Objective.
Return the whole listing, keeping every character the same.

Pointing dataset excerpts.
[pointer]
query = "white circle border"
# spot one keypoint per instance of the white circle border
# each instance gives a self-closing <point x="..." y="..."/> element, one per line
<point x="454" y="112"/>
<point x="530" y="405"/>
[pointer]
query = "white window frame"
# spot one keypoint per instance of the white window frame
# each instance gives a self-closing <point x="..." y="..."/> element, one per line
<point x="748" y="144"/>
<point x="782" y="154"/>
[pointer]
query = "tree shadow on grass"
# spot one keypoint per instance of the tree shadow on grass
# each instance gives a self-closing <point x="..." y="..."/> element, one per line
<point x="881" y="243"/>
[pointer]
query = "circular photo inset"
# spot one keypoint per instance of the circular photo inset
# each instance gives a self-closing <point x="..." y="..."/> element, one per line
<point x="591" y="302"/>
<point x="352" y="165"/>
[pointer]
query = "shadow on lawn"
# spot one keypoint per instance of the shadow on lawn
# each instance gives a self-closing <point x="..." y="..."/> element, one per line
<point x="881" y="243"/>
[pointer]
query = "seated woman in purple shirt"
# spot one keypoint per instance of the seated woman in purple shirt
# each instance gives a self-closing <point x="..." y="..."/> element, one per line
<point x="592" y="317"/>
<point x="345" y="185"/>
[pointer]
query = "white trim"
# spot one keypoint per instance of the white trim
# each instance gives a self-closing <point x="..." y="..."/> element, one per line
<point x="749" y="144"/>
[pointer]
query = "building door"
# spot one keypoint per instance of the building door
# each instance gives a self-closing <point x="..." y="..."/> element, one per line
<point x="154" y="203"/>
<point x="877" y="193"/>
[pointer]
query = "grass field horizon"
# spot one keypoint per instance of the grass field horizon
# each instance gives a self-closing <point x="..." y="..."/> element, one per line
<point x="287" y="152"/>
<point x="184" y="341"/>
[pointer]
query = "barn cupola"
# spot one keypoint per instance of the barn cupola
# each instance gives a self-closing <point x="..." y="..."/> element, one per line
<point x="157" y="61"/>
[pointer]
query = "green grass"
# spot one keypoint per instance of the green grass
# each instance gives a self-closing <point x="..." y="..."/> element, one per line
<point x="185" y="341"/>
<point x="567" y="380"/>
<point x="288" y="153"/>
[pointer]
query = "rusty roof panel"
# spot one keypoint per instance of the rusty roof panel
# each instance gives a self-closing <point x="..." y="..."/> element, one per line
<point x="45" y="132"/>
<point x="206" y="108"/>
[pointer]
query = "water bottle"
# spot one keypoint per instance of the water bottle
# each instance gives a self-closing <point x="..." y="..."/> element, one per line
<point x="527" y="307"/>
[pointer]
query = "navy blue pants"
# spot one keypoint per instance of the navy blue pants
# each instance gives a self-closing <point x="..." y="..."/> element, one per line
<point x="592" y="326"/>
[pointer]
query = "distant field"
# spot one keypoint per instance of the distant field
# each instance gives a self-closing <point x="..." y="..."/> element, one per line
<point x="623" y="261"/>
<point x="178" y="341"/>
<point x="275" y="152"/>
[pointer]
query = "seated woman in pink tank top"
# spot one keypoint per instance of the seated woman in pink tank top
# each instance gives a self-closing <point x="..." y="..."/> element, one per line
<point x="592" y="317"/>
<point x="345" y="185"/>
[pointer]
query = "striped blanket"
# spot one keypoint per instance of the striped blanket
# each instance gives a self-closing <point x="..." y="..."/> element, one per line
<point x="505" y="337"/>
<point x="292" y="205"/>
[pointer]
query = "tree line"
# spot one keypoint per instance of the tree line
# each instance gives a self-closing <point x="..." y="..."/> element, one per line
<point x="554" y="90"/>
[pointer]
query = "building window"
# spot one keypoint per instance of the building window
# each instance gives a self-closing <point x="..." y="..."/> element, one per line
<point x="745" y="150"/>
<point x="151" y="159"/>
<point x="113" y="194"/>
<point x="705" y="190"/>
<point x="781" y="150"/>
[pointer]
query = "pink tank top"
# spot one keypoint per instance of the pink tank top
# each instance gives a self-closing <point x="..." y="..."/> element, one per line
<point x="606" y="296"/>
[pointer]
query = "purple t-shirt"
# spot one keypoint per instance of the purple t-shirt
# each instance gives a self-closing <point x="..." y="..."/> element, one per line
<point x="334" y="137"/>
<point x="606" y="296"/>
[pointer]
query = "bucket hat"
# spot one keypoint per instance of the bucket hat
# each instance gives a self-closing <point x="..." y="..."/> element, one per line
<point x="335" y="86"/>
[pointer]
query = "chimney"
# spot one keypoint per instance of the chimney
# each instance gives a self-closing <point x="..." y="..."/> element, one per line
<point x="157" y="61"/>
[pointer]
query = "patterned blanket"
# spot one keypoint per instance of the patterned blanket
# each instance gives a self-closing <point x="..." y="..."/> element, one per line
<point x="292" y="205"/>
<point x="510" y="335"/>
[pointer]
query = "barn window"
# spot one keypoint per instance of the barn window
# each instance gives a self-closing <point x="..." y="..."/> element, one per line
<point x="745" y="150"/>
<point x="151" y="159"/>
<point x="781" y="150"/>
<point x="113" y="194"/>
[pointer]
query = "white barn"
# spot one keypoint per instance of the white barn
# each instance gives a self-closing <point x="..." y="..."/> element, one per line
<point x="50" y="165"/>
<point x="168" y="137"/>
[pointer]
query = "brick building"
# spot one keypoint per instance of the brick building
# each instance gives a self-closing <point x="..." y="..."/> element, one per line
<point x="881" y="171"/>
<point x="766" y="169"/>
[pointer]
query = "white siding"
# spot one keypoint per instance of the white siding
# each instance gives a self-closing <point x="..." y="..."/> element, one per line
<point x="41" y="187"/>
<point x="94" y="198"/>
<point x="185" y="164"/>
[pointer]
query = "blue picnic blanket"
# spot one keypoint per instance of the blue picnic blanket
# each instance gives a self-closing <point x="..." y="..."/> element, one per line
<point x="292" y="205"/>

Answer.
[pointer]
query = "white circle border"
# spot one keypoint per instance of the white circle border
# each instance gives a self-closing <point x="..." y="..."/> element, one per line
<point x="454" y="112"/>
<point x="530" y="405"/>
[pointer]
query = "white window frame"
# spot one keypoint per instance of the white window frame
# each instance gives a self-closing <point x="..." y="..."/> element, one per line
<point x="748" y="144"/>
<point x="782" y="154"/>
[pointer]
query = "tree shadow on grass"
# spot one keypoint per instance of the tree shadow on grass
# each instance gives a self-closing <point x="..." y="..."/> element, one per line
<point x="881" y="243"/>
[pointer]
query = "circular photo inset"
# spot one keypoint per instance of the circular photo inset
# each instance gives a self-closing <point x="..." y="..."/> element, one per line
<point x="591" y="302"/>
<point x="352" y="165"/>
[pointer]
query = "shadow on lawn"
# spot one keypoint per instance of the shadow on lawn
# each instance gives a self-closing <point x="..." y="..."/> element, one per line
<point x="881" y="243"/>
[pointer]
query = "seated woman in purple shirt"
# spot one keypoint per instance of the seated woman in purple shirt
# each instance gives a self-closing <point x="..." y="..."/> element, one per line
<point x="592" y="317"/>
<point x="345" y="185"/>
[pointer]
query = "white trim"
# spot one keypoint per instance of the white trim
# each instance gives a self-closing <point x="..." y="..."/> element, one per line
<point x="749" y="144"/>
[pointer]
query = "building door"
# spot one keypoint per instance of the building door
# each instance gives a self-closing <point x="..." y="..."/> element, one per line
<point x="154" y="203"/>
<point x="877" y="193"/>
[pointer]
query = "grass field horizon"
# spot one keypoint per instance of the grass field horizon
# each instance gives a self-closing <point x="..." y="..."/> element, one per line
<point x="287" y="152"/>
<point x="184" y="341"/>
[pointer]
query = "barn cupola"
# spot one keypoint per instance of the barn cupola
# each instance gives a self-closing <point x="..." y="..."/> element, one per line
<point x="157" y="61"/>
[pointer]
query = "green grass"
# spot one keypoint per instance of the green grass
# each instance gives a self-closing <point x="..." y="..."/> element, one per line
<point x="185" y="341"/>
<point x="567" y="380"/>
<point x="288" y="153"/>
[pointer]
query = "rusty roof panel"
# spot one keypoint per instance of the rusty roof panel
# each instance gives a self-closing <point x="..." y="..."/> element, one per line
<point x="45" y="132"/>
<point x="206" y="108"/>
[pointer]
query = "water bottle"
# spot one keypoint per instance of the water bottle
# each instance gives a self-closing <point x="..." y="..."/> element, one per line
<point x="527" y="307"/>
[pointer]
query = "navy blue pants"
# spot one keypoint per instance of the navy blue pants
# each instance gives a self-closing <point x="..." y="..."/> element, one per line
<point x="592" y="326"/>
[pointer]
query = "distant field"
# spot one keypoint per instance of the distant field
# each instance gives a self-closing <point x="..." y="..."/> element, one per line
<point x="623" y="261"/>
<point x="178" y="341"/>
<point x="275" y="152"/>
[pointer]
query = "seated woman in pink tank top"
# spot one keypoint per instance of the seated woman in pink tank top
# each instance gives a self-closing <point x="..." y="..."/> element, one per line
<point x="592" y="317"/>
<point x="345" y="185"/>
[pointer]
query = "striped blanket"
# spot one keypoint per instance of the striped blanket
# each instance gives a self-closing <point x="..." y="..."/> element, one per line
<point x="505" y="337"/>
<point x="292" y="205"/>
[pointer]
query = "tree line"
# spot one keypoint per instance of the tree line
# each instance gives a self-closing <point x="..." y="..."/> element, one per line
<point x="554" y="90"/>
[pointer]
query = "building window"
# spot one keypoint per instance of the building window
# each instance gives a self-closing <point x="..." y="..."/> element, one per line
<point x="745" y="150"/>
<point x="151" y="159"/>
<point x="113" y="194"/>
<point x="705" y="190"/>
<point x="781" y="150"/>
[pointer]
query = "pink tank top"
# spot one keypoint per instance of the pink tank top
# each instance gives a self-closing <point x="..." y="..."/> element, one per line
<point x="606" y="296"/>
[pointer]
query = "purple t-shirt"
# spot one keypoint per instance of the purple t-shirt
# each instance gives a self-closing <point x="..." y="..."/> element, one per line
<point x="334" y="137"/>
<point x="606" y="296"/>
[pointer]
query = "bucket hat"
# spot one keypoint per instance of the bucket hat
# each instance gives a self-closing <point x="..." y="..."/> element, one per line
<point x="335" y="86"/>
[pointer]
query = "chimney"
# spot one keypoint per instance of the chimney
# each instance gives a self-closing <point x="..." y="..."/> element, one per line
<point x="157" y="61"/>
[pointer]
query = "patterned blanket"
# spot one keypoint per instance of the patterned blanket
# each instance gives a self-closing <point x="..." y="..."/> element, one per line
<point x="292" y="205"/>
<point x="510" y="335"/>
[pointer]
query = "barn window"
# spot one keypoint per instance of the barn window
# each instance gives a self-closing <point x="..." y="..."/> element, one per line
<point x="745" y="150"/>
<point x="151" y="159"/>
<point x="781" y="150"/>
<point x="113" y="194"/>
[pointer]
query = "white barn"
# spot one keypoint per instance of the white barn
# each instance gives a self-closing <point x="..." y="..."/> element, one per line
<point x="50" y="165"/>
<point x="168" y="137"/>
[pointer]
query = "brick building"
# spot one keypoint per instance of the brick building
# each instance gives a self-closing <point x="..." y="..."/> element, one per line
<point x="881" y="171"/>
<point x="766" y="169"/>
[pointer]
query = "white siding"
# spot one keypoint per instance of the white siding
# each instance gives a self-closing <point x="..." y="..."/> element, one per line
<point x="41" y="187"/>
<point x="94" y="198"/>
<point x="185" y="164"/>
[pointer]
query = "blue picnic blanket"
# spot one keypoint per instance of the blue picnic blanket
# each instance gives a self-closing <point x="..." y="..."/> element, one per line
<point x="292" y="205"/>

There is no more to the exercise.